▶ _Task objective_:
Display each line of the dataset entries below that contains the word "moored", treating uppercase and lowercase as distinct.

Dataset entries:

+---+

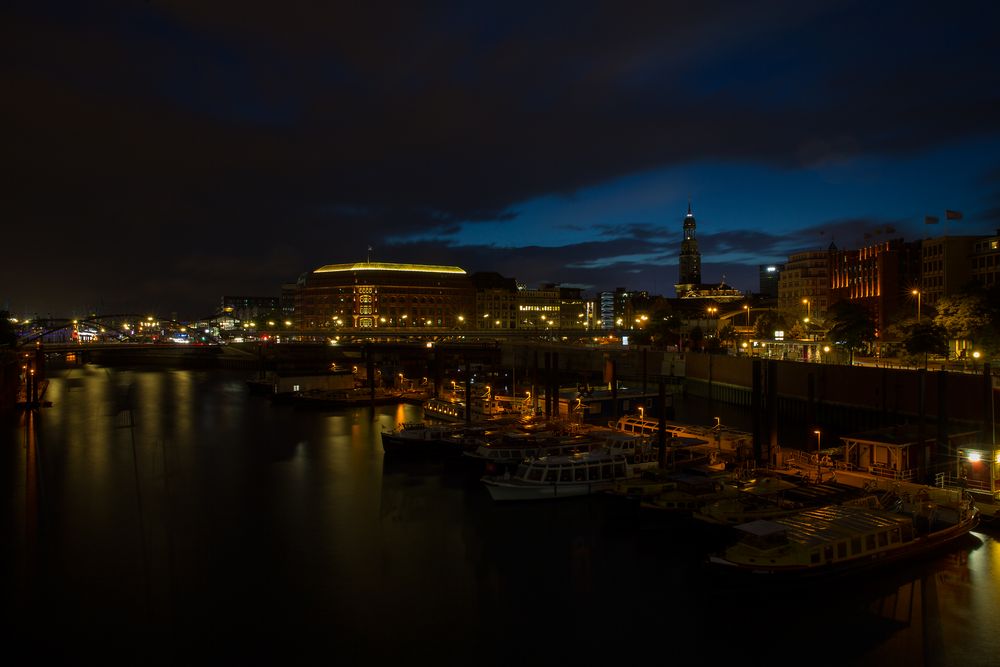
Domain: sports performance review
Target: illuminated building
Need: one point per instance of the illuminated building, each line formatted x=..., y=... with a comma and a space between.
x=804, y=286
x=496, y=302
x=770, y=275
x=250, y=307
x=986, y=260
x=689, y=285
x=878, y=276
x=371, y=295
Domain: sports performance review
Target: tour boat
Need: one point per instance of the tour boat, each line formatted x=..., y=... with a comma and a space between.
x=420, y=440
x=838, y=538
x=562, y=476
x=772, y=497
x=725, y=439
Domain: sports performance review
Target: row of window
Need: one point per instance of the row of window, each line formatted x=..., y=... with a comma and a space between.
x=580, y=472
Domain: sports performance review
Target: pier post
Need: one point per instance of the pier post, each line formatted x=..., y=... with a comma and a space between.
x=772, y=409
x=989, y=415
x=554, y=384
x=756, y=408
x=614, y=387
x=548, y=384
x=534, y=384
x=468, y=391
x=661, y=434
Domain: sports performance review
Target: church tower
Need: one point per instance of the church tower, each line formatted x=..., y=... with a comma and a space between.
x=690, y=258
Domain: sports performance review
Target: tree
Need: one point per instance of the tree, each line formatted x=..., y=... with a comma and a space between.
x=853, y=326
x=972, y=315
x=926, y=338
x=767, y=322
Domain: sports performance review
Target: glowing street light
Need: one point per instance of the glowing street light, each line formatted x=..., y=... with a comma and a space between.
x=819, y=438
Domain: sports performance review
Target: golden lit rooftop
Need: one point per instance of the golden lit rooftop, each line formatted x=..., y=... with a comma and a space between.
x=388, y=266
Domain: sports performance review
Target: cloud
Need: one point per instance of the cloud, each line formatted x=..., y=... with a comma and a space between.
x=222, y=129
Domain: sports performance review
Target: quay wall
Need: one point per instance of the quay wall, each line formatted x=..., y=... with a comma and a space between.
x=804, y=389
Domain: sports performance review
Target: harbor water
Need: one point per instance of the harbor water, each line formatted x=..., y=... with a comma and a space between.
x=157, y=516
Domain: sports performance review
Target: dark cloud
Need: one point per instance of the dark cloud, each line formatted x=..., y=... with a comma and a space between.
x=159, y=139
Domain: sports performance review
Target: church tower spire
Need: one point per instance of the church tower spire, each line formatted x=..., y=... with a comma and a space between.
x=690, y=257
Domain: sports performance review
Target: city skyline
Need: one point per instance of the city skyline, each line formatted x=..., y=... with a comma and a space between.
x=164, y=156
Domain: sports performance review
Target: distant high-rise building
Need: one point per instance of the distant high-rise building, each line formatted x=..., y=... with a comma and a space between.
x=690, y=258
x=946, y=266
x=690, y=285
x=804, y=286
x=607, y=300
x=769, y=276
x=879, y=276
x=986, y=260
x=251, y=307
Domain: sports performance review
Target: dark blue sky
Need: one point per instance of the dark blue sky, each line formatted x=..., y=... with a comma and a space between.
x=162, y=154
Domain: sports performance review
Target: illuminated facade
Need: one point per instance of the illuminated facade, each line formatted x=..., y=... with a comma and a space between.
x=880, y=276
x=804, y=285
x=371, y=295
x=986, y=260
x=690, y=259
x=944, y=266
x=689, y=285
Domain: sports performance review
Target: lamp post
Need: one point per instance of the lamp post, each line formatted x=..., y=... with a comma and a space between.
x=819, y=438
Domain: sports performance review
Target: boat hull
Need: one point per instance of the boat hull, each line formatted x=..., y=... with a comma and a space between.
x=505, y=490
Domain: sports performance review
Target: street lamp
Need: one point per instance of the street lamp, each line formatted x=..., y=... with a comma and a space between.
x=819, y=438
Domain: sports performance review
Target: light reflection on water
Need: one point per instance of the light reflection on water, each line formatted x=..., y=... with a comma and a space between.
x=242, y=528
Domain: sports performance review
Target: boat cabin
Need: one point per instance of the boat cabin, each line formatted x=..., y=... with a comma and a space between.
x=576, y=468
x=905, y=452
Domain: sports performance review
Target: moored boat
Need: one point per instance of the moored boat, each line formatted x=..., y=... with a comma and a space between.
x=419, y=440
x=838, y=538
x=562, y=476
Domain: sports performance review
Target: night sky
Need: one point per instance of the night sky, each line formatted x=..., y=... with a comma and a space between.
x=160, y=155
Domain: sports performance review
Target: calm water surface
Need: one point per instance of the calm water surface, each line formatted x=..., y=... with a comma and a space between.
x=206, y=524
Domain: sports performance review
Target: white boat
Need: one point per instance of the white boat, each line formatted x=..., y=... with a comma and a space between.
x=484, y=407
x=839, y=538
x=724, y=438
x=562, y=476
x=419, y=440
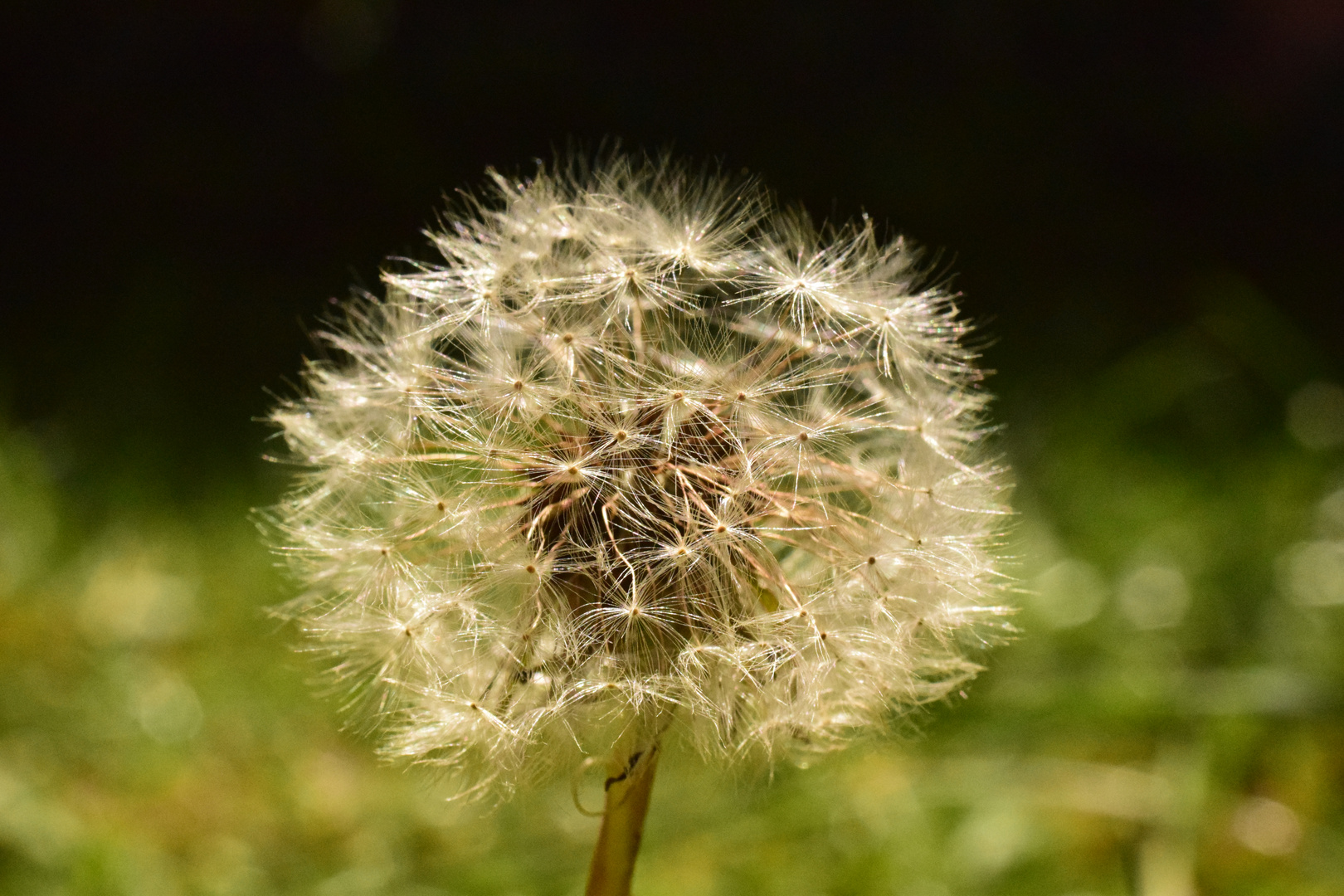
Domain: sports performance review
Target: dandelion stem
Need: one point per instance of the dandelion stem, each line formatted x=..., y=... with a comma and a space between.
x=622, y=825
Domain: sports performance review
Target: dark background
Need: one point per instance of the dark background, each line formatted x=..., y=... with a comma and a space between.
x=187, y=184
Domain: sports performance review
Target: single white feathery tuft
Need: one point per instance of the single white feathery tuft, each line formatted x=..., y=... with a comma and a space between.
x=643, y=453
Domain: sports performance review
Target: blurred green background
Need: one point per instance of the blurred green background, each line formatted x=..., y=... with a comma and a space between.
x=1147, y=212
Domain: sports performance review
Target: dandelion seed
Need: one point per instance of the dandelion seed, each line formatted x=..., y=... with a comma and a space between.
x=704, y=469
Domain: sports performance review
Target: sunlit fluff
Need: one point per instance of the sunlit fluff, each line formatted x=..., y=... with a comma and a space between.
x=641, y=455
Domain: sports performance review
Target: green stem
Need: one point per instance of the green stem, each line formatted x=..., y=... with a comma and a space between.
x=628, y=789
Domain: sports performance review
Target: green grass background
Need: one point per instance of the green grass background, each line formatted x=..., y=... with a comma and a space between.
x=1166, y=722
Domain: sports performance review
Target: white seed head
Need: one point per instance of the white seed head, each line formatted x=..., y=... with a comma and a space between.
x=641, y=451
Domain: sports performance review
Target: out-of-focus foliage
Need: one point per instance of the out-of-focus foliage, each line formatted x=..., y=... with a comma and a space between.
x=1168, y=723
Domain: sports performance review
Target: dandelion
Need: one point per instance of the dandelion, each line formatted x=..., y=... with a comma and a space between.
x=641, y=455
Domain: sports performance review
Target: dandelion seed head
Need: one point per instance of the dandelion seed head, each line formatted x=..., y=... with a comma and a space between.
x=641, y=453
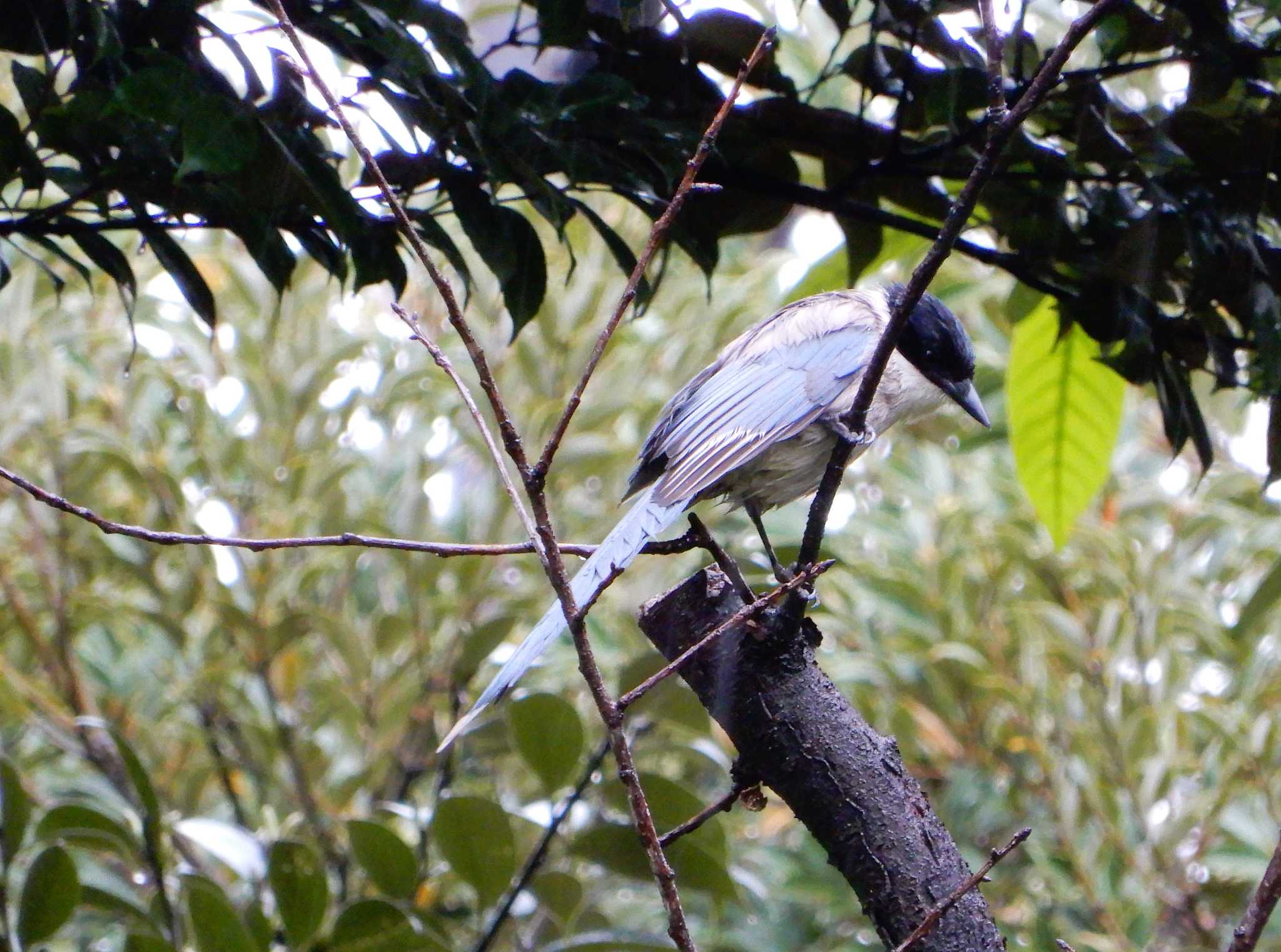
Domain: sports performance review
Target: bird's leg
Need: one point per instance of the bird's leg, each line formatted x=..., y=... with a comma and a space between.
x=848, y=436
x=781, y=573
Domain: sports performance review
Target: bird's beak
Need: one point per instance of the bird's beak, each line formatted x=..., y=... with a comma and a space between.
x=965, y=395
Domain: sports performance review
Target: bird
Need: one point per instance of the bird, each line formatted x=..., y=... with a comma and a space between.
x=759, y=425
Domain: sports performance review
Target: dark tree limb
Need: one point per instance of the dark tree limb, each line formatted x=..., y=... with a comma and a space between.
x=847, y=783
x=1245, y=937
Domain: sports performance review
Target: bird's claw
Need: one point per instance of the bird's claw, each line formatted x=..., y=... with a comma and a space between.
x=848, y=436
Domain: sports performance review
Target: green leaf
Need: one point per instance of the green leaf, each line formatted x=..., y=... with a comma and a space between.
x=141, y=942
x=89, y=827
x=116, y=905
x=185, y=273
x=365, y=919
x=385, y=856
x=14, y=811
x=1065, y=414
x=547, y=732
x=618, y=249
x=216, y=139
x=215, y=923
x=1261, y=602
x=300, y=887
x=474, y=837
x=112, y=260
x=376, y=926
x=610, y=941
x=33, y=88
x=49, y=896
x=510, y=248
x=559, y=892
x=143, y=787
x=562, y=22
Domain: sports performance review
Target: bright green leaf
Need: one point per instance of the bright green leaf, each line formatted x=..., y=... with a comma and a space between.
x=1065, y=414
x=300, y=887
x=49, y=896
x=215, y=923
x=89, y=827
x=474, y=837
x=14, y=811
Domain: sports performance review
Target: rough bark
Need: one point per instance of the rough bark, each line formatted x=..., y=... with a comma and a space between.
x=797, y=734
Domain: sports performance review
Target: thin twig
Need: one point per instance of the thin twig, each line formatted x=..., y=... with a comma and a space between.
x=610, y=712
x=510, y=438
x=936, y=914
x=723, y=805
x=495, y=453
x=998, y=135
x=656, y=236
x=536, y=859
x=724, y=559
x=995, y=41
x=1245, y=937
x=445, y=550
x=743, y=614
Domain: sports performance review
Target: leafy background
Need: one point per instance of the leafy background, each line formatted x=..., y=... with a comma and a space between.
x=258, y=727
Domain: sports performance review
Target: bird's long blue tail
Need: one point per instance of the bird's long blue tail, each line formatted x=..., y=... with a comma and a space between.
x=645, y=520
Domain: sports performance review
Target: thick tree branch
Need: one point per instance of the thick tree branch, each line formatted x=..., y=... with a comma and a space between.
x=936, y=914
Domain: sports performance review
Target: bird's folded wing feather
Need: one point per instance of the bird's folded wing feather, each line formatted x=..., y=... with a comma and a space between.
x=747, y=405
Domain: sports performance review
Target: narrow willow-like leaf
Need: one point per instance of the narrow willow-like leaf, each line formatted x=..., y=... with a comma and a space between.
x=1065, y=414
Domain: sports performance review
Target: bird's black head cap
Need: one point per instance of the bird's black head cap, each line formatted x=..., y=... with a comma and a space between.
x=934, y=340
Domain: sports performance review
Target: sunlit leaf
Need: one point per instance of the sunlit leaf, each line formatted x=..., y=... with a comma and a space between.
x=1065, y=415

+---+

▶ _Solution for this exercise_:
Target: moored boat
Need: one point per instance of the moored boat, each line formatted x=..., y=... with a comma and a space between.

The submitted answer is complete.